• WORK INSTRUCTIONS
In the case report excerpt below, which company solicited and paid for the full-page ad in The Pioneer newspaper?

It couldn’t have been much. It was only two lines.

On the 30th of July there is a short notation that Alvin Roberson got a new car and it lists the registration and VIN number. On the 31st a lab report came in with information about four sets of prints tested. That month’s report simply ends with COMPLAINT STATUS: Open.

The August supplemental notes an ad run in the local papers regarding the unsolved homicide. 

August 3, 1983: “Slightly over 6 months from the time of the homicide, a full page ad was run in The Pioneer newspaper asking for public assistance in the case. The ad was solicited from and paid for by Nartron Corp. Inc., Norman Rautiola, President.”

Also on this date, Osceola County Prosecutor James Talaske received a letter from Ralph Fisher. On August 9th Detective Pratt received a call from Governor William E. Milliken’s office referencing the case, as the Governor had also received a letter from Ralph Fisher. Two days later, Detective Pratt received a call from Senator Mitch Irwin’s office referencing a letter they received from Ralph Fisher.

There is a note that a call was received from the Tri-County Shopper’s Guide about running an ad similar to the one run in The Pioneer, but when it was learned that “Undersigned [Detective Pratt] did not have any funds available to pay for the ad, they were not interested in running it as a public interest matter.”

The last thing mentioned in the August report is Detective Pratt talking to the Montague County Sheriff’s Department in Texas about Henry Lee Lucas and Otis Elwood Toole, alleged serial murders.

“He advised that at this time he does not have any information that either were in Michigan at the time this homicide occurred. Also the MO is not their style. Lucas used to live in Michigan and was sentenced to prison for murdering his mother near Tecumseh, MI in the 1960s.”

• SOURCE INFORMATION
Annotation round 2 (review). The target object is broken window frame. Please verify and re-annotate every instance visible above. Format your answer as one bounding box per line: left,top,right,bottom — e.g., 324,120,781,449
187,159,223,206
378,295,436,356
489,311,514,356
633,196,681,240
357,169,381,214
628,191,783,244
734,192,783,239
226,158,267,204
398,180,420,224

• YOUR SOLUTION
Nartron Corp. Inc., whose president was Norman Rautiola.